* [Document segment]:
# # # #

These are still the top themes in most of my counseling sessions as a psychologist — with adults, with teens, and even with children. Mainly, the discussions were about the presidential election, then it was about the winner of the election, and now it is about the very uncertain future. What will happen to immigrants? What will happen to trade policies? Will the right to choose disappear? Will gay marriage be overturned? What is going to happen with Russia?
In my profession there is a saying that uncertainty breeds anxiety. I think most of us would agree with this statement. As I ponder and deal with these questions and concerns on a personal level, I’m transported back to the fifth grade. I remember learning about nuclear bombs and nuclear war. I have vivid images etched into my brain of mushroom clouds and nuclear fall-out. I remember watching the movie The Day After full of fear. I remember nights awake in my childhood bed being scared of Russia bombing us and of dying. Perhaps worst of all my parents didn’t know how scared I was because I didn’t tell them — in fact I didn’t tell anyone.

# # # #

* [Given information]:

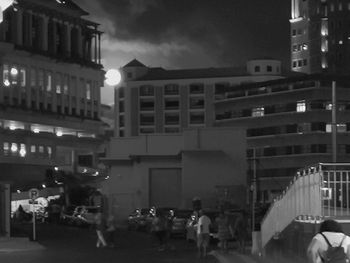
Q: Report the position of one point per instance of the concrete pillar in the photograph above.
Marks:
(45, 32)
(19, 26)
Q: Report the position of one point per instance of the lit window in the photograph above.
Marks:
(58, 83)
(258, 112)
(32, 77)
(22, 151)
(301, 106)
(88, 91)
(49, 82)
(14, 147)
(14, 75)
(22, 77)
(33, 149)
(5, 75)
(41, 79)
(6, 148)
(41, 149)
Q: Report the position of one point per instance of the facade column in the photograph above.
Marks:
(80, 42)
(68, 29)
(44, 32)
(19, 26)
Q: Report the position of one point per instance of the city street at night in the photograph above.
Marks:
(71, 244)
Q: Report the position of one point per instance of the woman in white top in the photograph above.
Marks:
(332, 230)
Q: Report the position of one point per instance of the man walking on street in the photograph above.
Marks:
(203, 234)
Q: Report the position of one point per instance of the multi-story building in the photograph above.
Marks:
(320, 36)
(51, 75)
(155, 100)
(289, 125)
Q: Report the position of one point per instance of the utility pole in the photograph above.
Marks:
(253, 190)
(334, 122)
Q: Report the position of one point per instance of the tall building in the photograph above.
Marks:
(51, 75)
(156, 100)
(320, 36)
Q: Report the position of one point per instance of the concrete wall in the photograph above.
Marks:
(207, 158)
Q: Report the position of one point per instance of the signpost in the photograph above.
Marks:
(33, 194)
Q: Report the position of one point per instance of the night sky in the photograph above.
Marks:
(190, 33)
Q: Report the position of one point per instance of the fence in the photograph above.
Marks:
(315, 192)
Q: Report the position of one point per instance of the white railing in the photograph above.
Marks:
(315, 192)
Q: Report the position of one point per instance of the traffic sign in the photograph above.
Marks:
(33, 193)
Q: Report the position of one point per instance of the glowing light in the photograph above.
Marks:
(22, 152)
(113, 77)
(14, 71)
(14, 147)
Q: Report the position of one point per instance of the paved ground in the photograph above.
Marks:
(64, 244)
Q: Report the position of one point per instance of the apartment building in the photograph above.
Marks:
(51, 75)
(320, 36)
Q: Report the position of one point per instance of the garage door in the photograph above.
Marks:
(165, 187)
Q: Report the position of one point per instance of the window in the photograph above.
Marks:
(196, 103)
(301, 106)
(5, 75)
(196, 89)
(48, 82)
(88, 91)
(197, 118)
(41, 79)
(258, 112)
(32, 77)
(146, 119)
(171, 89)
(146, 91)
(172, 118)
(22, 77)
(58, 83)
(147, 105)
(172, 104)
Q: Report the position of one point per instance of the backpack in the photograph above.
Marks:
(334, 254)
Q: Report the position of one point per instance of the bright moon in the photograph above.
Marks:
(113, 77)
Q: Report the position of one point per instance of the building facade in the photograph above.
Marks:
(169, 170)
(320, 36)
(289, 124)
(51, 75)
(155, 100)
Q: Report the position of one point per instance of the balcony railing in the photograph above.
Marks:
(316, 192)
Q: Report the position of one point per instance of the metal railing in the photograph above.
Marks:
(317, 191)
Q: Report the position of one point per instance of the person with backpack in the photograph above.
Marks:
(330, 245)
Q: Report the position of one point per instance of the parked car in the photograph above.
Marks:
(137, 219)
(84, 215)
(179, 221)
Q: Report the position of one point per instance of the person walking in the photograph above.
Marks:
(329, 244)
(100, 227)
(224, 232)
(159, 225)
(110, 231)
(203, 234)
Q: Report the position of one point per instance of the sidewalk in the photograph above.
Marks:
(17, 244)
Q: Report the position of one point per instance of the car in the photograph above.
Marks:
(137, 219)
(179, 220)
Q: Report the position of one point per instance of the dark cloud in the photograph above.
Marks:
(231, 31)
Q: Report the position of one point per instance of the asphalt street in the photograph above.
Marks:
(67, 244)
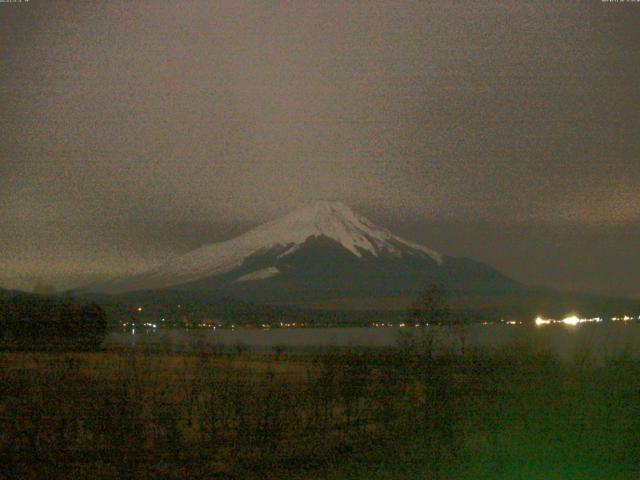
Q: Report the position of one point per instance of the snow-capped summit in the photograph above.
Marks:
(331, 220)
(320, 250)
(336, 221)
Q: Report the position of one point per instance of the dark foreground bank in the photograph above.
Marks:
(513, 413)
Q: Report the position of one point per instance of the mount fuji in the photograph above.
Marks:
(320, 254)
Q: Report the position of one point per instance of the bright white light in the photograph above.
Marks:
(572, 320)
(542, 321)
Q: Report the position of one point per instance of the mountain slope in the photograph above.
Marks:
(317, 253)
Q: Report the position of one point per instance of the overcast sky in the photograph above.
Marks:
(503, 131)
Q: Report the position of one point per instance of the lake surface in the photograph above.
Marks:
(601, 339)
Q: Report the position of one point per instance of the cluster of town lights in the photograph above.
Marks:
(570, 320)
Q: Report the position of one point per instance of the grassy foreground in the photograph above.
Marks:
(343, 414)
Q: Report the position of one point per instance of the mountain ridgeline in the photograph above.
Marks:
(323, 255)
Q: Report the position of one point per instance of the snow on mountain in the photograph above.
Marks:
(334, 220)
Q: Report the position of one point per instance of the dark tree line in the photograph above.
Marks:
(32, 322)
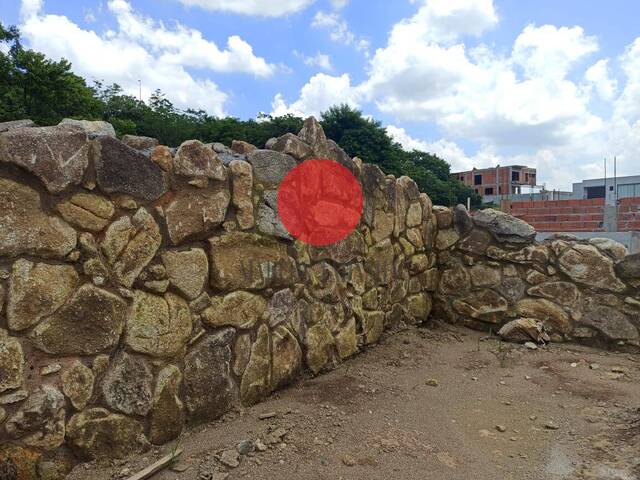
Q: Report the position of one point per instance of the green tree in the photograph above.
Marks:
(32, 86)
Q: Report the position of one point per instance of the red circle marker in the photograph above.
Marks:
(320, 202)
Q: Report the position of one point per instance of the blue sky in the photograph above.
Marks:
(544, 83)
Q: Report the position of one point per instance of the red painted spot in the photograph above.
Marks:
(320, 202)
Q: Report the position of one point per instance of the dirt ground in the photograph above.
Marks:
(430, 404)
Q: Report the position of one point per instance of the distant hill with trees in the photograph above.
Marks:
(46, 91)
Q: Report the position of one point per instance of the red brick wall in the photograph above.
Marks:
(629, 214)
(561, 215)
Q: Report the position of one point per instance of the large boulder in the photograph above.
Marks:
(90, 322)
(585, 264)
(87, 211)
(121, 169)
(454, 280)
(485, 305)
(13, 124)
(57, 155)
(614, 249)
(11, 362)
(158, 326)
(194, 212)
(209, 389)
(320, 347)
(350, 248)
(37, 290)
(167, 414)
(242, 190)
(379, 262)
(140, 143)
(611, 323)
(629, 267)
(287, 356)
(256, 380)
(26, 229)
(195, 159)
(97, 433)
(188, 270)
(504, 227)
(564, 293)
(551, 314)
(93, 128)
(40, 420)
(127, 384)
(269, 167)
(290, 144)
(248, 261)
(129, 244)
(282, 308)
(77, 384)
(238, 309)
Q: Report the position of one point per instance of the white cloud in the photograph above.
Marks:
(445, 21)
(549, 51)
(29, 8)
(599, 76)
(320, 60)
(321, 92)
(627, 106)
(478, 94)
(339, 30)
(187, 47)
(339, 4)
(272, 8)
(144, 49)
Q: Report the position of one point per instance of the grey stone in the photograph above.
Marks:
(269, 167)
(195, 159)
(97, 433)
(11, 362)
(209, 389)
(290, 144)
(139, 142)
(91, 322)
(40, 420)
(121, 169)
(611, 323)
(586, 265)
(127, 385)
(94, 128)
(6, 126)
(37, 290)
(195, 212)
(188, 270)
(629, 267)
(57, 155)
(504, 227)
(26, 229)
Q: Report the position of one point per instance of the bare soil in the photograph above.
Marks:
(431, 404)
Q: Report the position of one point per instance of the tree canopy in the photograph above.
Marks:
(46, 91)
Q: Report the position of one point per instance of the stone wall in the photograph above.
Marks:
(144, 289)
(492, 272)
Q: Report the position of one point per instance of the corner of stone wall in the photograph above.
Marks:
(145, 288)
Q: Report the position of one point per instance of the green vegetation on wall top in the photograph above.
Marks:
(46, 91)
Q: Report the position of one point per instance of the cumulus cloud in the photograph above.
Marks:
(339, 30)
(144, 49)
(272, 8)
(317, 95)
(320, 60)
(599, 77)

# # # #

* [Brief]:
Could you continue the psychologist's essay on anxiety about the election and an uncertain future, picking up after its last sentence?

* [Answer box]:
Fast forward to 2016. My wife and I are raising 3 teenagers. I can’t help but ask myself: How much are they worrying about the future? Are they quiet because they don’t want to tell me their real fears? Are they quiet because they think Mom and Dad can’t possibly understand their feelings? These are the signs of raising children in uncertain times.
As the year ends we are all having important and honest conversations with spouses and partners, family, and friends. How can we approach the new year and this uncertain world with positivity and peace? Here are 5 ways to curate daily well-being:
The future is always uncertain — Humans trick ourselves into feeling secure. We want to believe that we have control, that nothing bad will happen. These thoughts make us feel happy. But uncertain times challenge this strategy. So what can we do to conquer fear and feel peace and happiness? I suggest we accept and embrace the uncertainty — forget the concepts of good or bad outcomes and instead focus on life is always changing and if we allow our minds to be at peace with the unknown then we can adapt to any challenge.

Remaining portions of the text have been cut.